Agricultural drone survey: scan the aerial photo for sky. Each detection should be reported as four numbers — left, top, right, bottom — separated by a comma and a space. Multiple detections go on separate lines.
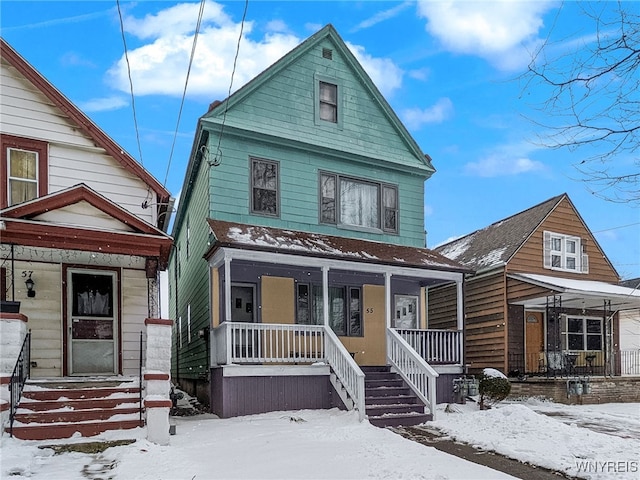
0, 0, 640, 279
0, 400, 640, 480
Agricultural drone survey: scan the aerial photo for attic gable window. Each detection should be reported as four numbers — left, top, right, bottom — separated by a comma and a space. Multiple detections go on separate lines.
319, 82, 338, 123
319, 173, 399, 233
251, 158, 280, 217
0, 135, 48, 208
314, 73, 343, 129
544, 231, 589, 273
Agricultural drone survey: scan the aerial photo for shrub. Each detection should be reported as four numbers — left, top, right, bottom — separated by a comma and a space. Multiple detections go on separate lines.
478, 368, 511, 410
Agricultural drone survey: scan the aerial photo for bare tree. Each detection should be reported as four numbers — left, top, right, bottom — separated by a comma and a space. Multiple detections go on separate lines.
524, 2, 640, 204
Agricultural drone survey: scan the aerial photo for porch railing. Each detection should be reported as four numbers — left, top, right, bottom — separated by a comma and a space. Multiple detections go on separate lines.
324, 326, 365, 420
620, 349, 640, 375
211, 322, 365, 419
9, 331, 31, 437
387, 328, 438, 419
396, 328, 463, 365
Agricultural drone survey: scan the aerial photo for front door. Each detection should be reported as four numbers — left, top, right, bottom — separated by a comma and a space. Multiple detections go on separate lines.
67, 269, 118, 375
524, 312, 544, 373
231, 284, 256, 358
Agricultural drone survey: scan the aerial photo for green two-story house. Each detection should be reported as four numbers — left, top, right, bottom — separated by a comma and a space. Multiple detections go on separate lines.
169, 25, 469, 424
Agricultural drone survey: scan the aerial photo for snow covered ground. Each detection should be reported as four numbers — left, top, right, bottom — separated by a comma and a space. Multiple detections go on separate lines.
0, 400, 640, 480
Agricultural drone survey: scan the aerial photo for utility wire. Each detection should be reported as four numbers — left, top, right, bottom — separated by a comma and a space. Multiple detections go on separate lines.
209, 0, 249, 166
116, 0, 144, 167
162, 0, 206, 187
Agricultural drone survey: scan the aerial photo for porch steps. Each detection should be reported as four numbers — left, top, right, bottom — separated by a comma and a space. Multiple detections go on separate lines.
6, 378, 144, 440
360, 365, 433, 427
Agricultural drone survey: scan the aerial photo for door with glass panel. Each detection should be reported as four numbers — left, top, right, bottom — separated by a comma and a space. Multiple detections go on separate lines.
67, 269, 118, 375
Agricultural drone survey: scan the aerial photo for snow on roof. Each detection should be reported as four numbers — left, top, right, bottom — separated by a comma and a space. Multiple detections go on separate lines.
208, 219, 468, 271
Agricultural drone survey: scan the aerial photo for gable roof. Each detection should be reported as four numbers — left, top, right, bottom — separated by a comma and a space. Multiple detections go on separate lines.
0, 37, 170, 230
434, 193, 569, 270
202, 24, 435, 173
206, 219, 471, 273
0, 184, 173, 269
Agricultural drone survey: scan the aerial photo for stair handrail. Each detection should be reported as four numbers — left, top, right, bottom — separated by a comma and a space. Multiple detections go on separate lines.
324, 325, 366, 421
9, 330, 31, 437
387, 328, 439, 420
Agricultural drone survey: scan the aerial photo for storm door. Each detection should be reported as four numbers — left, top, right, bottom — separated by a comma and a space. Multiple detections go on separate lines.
231, 284, 257, 358
67, 269, 118, 375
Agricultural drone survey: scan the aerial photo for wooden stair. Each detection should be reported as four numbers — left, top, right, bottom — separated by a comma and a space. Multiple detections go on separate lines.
360, 365, 433, 427
5, 378, 144, 440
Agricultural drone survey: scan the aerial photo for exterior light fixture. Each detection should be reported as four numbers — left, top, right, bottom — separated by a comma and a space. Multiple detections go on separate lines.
24, 275, 36, 298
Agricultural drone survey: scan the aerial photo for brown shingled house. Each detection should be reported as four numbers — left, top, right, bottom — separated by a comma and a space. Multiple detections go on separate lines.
428, 194, 640, 376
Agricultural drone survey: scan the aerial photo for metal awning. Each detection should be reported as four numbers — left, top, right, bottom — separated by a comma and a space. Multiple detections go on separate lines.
507, 273, 640, 311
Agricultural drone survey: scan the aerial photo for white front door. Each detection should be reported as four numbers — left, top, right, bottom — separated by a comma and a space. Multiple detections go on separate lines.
67, 269, 118, 375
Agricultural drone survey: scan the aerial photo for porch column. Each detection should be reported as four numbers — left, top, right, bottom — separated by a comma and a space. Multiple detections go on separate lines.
224, 255, 231, 322
141, 318, 173, 445
456, 278, 464, 330
384, 272, 391, 328
322, 267, 329, 327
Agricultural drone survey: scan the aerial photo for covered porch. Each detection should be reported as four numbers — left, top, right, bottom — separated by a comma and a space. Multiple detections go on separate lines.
208, 220, 466, 415
508, 274, 640, 378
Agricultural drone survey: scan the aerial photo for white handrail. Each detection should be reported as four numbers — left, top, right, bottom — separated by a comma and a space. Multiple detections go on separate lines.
324, 326, 366, 421
387, 328, 438, 420
396, 328, 462, 365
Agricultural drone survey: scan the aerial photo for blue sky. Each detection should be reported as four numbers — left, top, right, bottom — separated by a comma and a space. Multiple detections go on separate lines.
0, 0, 640, 278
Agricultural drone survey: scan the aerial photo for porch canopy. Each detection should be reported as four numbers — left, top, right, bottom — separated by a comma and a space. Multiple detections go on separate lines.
205, 219, 471, 329
508, 273, 640, 311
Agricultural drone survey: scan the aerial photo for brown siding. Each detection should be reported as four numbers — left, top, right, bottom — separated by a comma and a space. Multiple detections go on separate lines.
508, 198, 619, 283
465, 270, 507, 373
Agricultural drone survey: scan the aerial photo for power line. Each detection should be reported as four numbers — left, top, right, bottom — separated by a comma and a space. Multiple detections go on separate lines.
116, 0, 144, 167
209, 0, 249, 166
162, 0, 205, 187
591, 222, 640, 233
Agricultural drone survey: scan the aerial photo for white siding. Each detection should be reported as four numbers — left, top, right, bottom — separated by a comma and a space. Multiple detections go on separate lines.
9, 261, 63, 377
0, 61, 156, 225
120, 269, 149, 375
33, 201, 133, 232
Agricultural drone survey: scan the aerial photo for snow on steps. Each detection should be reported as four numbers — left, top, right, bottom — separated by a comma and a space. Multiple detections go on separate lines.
6, 378, 143, 440
361, 366, 433, 427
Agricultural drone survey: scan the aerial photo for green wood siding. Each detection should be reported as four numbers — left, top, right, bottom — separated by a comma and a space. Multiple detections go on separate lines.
169, 154, 210, 379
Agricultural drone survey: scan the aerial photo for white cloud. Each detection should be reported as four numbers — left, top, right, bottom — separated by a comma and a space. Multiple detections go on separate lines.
345, 42, 404, 97
107, 1, 403, 100
418, 0, 557, 70
400, 97, 453, 130
465, 154, 545, 178
351, 2, 413, 32
78, 96, 129, 112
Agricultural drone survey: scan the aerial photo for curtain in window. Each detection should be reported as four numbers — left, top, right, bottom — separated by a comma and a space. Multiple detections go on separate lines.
340, 179, 380, 228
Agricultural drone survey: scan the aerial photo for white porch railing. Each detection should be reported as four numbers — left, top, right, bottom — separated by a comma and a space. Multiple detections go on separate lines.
387, 328, 438, 419
211, 322, 365, 420
396, 328, 463, 365
324, 327, 365, 421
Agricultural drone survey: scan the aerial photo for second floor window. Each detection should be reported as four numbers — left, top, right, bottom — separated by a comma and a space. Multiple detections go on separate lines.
320, 173, 398, 233
544, 232, 589, 273
251, 158, 280, 216
0, 135, 48, 208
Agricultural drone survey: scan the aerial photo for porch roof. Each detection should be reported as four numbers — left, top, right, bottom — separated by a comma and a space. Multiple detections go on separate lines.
508, 273, 640, 311
205, 219, 472, 273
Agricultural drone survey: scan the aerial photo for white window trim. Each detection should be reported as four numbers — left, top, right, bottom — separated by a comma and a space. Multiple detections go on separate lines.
313, 73, 344, 130
318, 171, 400, 235
543, 230, 589, 273
560, 315, 604, 352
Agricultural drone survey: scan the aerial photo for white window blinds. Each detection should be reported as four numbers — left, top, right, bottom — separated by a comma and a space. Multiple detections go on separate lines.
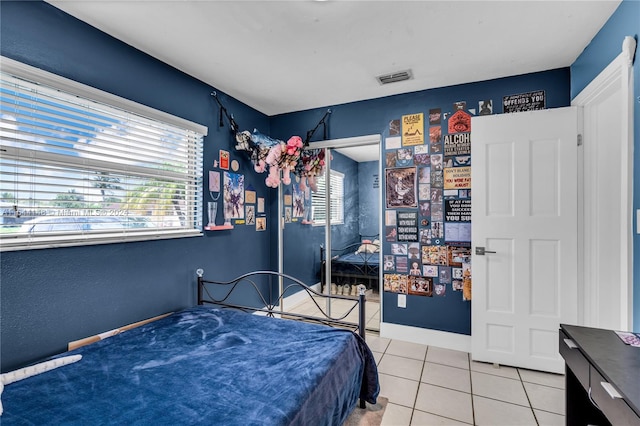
311, 170, 344, 225
0, 58, 206, 250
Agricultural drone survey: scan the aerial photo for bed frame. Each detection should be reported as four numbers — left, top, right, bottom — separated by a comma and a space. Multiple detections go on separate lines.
196, 269, 366, 339
196, 269, 367, 408
320, 237, 381, 290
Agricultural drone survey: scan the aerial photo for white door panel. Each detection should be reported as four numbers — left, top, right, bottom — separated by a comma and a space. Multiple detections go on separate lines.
471, 108, 577, 372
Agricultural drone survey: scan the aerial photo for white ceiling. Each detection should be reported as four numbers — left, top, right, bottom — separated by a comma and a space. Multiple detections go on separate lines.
49, 0, 620, 116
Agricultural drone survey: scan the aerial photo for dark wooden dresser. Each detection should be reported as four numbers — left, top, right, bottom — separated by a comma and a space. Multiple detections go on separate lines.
559, 324, 640, 426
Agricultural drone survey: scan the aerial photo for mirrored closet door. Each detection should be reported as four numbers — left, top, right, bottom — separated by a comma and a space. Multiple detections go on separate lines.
280, 135, 382, 330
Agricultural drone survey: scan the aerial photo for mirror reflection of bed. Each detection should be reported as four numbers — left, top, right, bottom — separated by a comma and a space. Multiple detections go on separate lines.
283, 140, 384, 331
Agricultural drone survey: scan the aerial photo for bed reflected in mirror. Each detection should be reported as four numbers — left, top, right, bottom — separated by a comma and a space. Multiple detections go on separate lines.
282, 135, 382, 331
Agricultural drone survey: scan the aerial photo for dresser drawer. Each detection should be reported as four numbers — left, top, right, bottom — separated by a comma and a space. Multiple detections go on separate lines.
558, 330, 589, 389
590, 366, 640, 426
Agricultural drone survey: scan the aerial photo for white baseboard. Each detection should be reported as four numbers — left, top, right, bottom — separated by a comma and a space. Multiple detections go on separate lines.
380, 322, 471, 352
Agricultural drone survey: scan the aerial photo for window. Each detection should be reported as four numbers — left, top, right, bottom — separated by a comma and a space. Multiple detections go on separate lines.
0, 58, 207, 251
311, 170, 344, 225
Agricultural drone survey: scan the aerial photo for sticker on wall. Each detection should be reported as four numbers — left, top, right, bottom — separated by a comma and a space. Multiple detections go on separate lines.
407, 276, 433, 297
292, 183, 305, 217
444, 133, 471, 158
444, 199, 471, 222
384, 150, 397, 168
448, 110, 471, 134
429, 108, 442, 124
384, 226, 398, 242
453, 101, 467, 111
391, 243, 407, 256
407, 242, 420, 261
438, 266, 451, 284
402, 113, 424, 146
431, 203, 444, 222
418, 183, 431, 201
384, 210, 398, 226
383, 255, 396, 272
384, 274, 407, 294
502, 90, 546, 113
389, 118, 400, 136
422, 265, 438, 277
244, 185, 256, 204
245, 205, 256, 225
398, 211, 418, 242
396, 148, 413, 167
409, 259, 422, 277
478, 99, 493, 115
384, 136, 402, 149
444, 167, 471, 189
418, 201, 431, 218
220, 149, 229, 170
223, 172, 244, 222
396, 256, 409, 274
385, 167, 418, 208
462, 263, 471, 300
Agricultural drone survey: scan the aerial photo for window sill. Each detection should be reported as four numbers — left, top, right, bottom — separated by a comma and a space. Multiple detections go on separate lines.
0, 229, 203, 252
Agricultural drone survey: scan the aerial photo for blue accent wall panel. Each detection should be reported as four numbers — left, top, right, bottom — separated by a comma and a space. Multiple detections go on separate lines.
0, 1, 276, 372
571, 0, 640, 331
271, 68, 570, 334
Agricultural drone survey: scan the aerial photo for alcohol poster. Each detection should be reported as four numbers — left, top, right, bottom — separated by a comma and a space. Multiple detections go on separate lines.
502, 90, 546, 113
444, 133, 471, 157
448, 109, 471, 134
402, 113, 424, 146
444, 167, 471, 189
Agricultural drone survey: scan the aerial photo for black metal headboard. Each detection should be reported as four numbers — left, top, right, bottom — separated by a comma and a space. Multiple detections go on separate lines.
196, 269, 366, 339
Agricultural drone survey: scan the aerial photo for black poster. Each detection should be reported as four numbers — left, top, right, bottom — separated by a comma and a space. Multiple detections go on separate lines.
398, 211, 418, 241
502, 90, 546, 113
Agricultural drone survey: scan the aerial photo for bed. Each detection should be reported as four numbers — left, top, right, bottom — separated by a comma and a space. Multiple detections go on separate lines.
320, 236, 381, 291
0, 271, 379, 425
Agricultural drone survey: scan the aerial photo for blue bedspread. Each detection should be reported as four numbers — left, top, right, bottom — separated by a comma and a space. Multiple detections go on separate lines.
0, 307, 379, 425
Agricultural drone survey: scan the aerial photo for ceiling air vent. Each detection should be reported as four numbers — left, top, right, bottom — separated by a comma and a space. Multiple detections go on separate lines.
376, 70, 413, 84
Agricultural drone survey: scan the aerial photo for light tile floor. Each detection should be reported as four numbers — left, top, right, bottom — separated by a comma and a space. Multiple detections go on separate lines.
294, 294, 565, 426
367, 333, 565, 426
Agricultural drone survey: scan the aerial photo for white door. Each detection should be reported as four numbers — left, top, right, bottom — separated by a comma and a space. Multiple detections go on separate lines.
___
▸ DO THIS: Copy word for word the rows from the line containing "Agricultural drone survey: scan the aerial photo for gable" up to and including the line containing "387, 328, 439, 420".

▸ RESPONSE TO THIS TASK:
Agricultural drone survey: scan the aerial photo for gable roof. Each detection should be reported as four numbers — left, top, right, bottom — separated by a comma and a space. Multiple detections go on separate lines.
0, 37, 170, 230
434, 193, 569, 270
202, 24, 435, 173
206, 219, 471, 273
0, 184, 173, 269
Agricultural drone survey: scan the aerial photo for stair handrail. Each detection should be reported as four numbers — left, top, right, bottom — separated by a comma and a space. Multiple detections go on separate lines.
324, 325, 366, 421
9, 330, 31, 437
387, 328, 439, 420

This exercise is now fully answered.